List each line in the rows below that contains the word "bare". Case counts, so count only lines where the letters match in case.

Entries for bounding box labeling
━━━━━━━━━━━━━━━━

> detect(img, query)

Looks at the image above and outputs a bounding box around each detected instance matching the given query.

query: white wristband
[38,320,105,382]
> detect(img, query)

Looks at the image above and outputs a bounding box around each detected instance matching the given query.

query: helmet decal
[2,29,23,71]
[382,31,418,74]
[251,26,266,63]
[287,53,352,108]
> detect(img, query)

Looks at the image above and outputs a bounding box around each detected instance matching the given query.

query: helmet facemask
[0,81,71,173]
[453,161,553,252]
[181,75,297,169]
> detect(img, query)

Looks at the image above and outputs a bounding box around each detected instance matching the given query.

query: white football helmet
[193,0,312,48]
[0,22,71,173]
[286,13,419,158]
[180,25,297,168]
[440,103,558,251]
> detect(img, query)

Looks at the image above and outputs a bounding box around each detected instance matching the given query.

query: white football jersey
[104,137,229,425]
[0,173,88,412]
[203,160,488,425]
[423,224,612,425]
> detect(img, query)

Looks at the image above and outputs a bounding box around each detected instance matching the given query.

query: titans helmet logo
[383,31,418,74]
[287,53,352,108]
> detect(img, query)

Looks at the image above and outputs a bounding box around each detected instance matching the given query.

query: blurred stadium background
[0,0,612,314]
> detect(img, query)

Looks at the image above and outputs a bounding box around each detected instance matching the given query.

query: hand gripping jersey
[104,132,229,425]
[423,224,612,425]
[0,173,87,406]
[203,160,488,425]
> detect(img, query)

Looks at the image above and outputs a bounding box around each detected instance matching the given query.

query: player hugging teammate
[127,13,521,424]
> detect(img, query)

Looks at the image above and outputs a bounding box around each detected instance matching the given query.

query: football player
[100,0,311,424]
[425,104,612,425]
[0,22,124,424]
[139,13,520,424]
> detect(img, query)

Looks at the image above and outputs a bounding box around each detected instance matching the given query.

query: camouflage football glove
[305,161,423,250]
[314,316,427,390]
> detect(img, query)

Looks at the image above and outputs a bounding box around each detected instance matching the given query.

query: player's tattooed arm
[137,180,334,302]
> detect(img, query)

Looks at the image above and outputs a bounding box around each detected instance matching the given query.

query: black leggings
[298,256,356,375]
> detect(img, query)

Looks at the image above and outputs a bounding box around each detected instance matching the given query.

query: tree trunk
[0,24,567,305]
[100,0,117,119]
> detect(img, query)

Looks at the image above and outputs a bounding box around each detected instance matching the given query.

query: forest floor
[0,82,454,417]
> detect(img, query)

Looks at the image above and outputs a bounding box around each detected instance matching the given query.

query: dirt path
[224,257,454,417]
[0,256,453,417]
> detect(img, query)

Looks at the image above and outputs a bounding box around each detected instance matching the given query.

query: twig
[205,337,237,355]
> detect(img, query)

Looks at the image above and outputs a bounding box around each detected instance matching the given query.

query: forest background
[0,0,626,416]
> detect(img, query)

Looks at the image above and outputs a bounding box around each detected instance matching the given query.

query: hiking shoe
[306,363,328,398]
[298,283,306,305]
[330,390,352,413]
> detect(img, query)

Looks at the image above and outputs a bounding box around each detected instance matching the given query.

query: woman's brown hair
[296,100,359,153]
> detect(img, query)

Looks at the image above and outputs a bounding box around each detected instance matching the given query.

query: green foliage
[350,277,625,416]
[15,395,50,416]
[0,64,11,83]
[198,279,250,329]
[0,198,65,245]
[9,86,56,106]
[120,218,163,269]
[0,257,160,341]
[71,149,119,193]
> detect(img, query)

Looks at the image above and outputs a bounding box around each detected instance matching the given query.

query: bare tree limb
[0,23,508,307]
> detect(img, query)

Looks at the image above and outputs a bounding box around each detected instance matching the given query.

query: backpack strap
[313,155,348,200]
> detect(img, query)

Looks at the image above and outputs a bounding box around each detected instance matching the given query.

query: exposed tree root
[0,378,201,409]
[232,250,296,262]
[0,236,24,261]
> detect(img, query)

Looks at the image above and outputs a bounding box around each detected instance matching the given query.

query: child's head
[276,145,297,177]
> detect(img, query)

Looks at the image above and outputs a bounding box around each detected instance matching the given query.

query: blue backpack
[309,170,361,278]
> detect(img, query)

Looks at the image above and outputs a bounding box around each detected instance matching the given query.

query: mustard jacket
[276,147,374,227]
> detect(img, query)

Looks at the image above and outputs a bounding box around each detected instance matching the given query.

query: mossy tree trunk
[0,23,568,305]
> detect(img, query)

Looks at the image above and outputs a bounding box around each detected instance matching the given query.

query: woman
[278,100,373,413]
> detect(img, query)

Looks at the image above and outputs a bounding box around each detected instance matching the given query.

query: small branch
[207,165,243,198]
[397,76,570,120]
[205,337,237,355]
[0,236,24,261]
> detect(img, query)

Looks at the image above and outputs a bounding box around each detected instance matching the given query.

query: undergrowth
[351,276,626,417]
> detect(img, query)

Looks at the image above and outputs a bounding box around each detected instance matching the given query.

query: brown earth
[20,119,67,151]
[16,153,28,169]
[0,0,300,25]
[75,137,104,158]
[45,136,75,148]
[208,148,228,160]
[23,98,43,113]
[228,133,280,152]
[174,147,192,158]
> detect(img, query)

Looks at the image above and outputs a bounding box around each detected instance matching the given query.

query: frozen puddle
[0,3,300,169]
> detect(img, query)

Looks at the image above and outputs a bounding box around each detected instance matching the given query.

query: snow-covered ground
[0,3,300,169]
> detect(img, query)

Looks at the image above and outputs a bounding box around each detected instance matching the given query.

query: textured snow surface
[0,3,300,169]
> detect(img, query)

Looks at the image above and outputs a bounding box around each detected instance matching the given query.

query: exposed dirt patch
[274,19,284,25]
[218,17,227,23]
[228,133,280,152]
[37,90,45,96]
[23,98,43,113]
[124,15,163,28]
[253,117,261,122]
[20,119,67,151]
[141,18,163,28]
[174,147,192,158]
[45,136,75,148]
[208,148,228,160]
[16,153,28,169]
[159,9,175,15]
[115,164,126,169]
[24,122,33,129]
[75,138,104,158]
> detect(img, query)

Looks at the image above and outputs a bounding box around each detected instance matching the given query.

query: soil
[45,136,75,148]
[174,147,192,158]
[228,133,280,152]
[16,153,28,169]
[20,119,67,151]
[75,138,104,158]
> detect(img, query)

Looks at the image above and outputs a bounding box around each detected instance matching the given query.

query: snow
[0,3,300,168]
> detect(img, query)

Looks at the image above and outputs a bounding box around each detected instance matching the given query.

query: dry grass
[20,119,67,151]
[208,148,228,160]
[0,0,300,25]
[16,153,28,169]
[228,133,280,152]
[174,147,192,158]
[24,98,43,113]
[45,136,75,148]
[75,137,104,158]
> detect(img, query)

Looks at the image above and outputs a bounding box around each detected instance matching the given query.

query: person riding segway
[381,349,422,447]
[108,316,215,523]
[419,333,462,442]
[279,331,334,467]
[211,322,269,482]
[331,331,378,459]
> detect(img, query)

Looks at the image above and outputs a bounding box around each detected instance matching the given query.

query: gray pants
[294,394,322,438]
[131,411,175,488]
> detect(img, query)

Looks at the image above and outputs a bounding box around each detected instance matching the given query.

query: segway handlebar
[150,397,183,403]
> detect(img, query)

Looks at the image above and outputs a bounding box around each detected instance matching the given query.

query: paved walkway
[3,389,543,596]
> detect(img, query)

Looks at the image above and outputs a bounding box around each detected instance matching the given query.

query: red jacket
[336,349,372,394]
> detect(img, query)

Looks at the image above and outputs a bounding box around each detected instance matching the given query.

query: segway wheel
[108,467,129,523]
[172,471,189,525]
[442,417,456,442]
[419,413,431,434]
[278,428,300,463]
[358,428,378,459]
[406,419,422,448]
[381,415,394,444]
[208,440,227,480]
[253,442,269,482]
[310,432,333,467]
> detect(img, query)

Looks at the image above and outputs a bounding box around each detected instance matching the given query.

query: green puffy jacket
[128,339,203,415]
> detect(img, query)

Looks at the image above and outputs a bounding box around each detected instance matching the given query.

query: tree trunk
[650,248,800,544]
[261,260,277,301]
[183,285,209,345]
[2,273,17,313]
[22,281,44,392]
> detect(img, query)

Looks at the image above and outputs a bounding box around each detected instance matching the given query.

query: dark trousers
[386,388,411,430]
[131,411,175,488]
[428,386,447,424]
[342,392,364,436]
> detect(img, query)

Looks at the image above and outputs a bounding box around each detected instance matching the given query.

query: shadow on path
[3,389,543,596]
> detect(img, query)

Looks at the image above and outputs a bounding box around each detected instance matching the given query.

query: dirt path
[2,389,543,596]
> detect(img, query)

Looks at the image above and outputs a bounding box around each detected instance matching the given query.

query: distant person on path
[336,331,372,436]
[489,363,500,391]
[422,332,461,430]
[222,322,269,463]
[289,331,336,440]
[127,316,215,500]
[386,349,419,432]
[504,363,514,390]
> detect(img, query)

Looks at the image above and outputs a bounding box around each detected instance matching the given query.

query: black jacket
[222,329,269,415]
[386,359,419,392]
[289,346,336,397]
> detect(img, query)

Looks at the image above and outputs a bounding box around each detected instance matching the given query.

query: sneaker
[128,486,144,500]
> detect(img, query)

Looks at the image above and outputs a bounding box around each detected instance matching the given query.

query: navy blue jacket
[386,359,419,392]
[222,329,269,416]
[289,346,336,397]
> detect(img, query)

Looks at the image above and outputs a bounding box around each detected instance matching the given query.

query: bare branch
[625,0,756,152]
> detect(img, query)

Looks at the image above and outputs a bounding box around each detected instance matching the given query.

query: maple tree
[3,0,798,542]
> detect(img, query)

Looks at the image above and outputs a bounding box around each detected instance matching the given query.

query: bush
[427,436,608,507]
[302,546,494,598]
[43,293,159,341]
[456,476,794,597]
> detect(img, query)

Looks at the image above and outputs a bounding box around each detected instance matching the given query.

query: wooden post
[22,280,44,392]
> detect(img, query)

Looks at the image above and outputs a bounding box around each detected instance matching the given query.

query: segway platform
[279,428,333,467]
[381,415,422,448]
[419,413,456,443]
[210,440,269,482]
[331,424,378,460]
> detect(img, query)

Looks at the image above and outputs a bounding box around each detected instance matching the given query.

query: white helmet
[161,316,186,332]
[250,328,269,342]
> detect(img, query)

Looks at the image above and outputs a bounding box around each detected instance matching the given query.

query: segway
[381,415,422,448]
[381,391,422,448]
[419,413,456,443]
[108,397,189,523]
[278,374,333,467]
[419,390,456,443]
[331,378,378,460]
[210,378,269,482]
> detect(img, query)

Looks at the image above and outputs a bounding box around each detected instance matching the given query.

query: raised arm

━━━━━━━━━━━━━━━━

Response for this exercise:
query: bare tree limb
query: bare branch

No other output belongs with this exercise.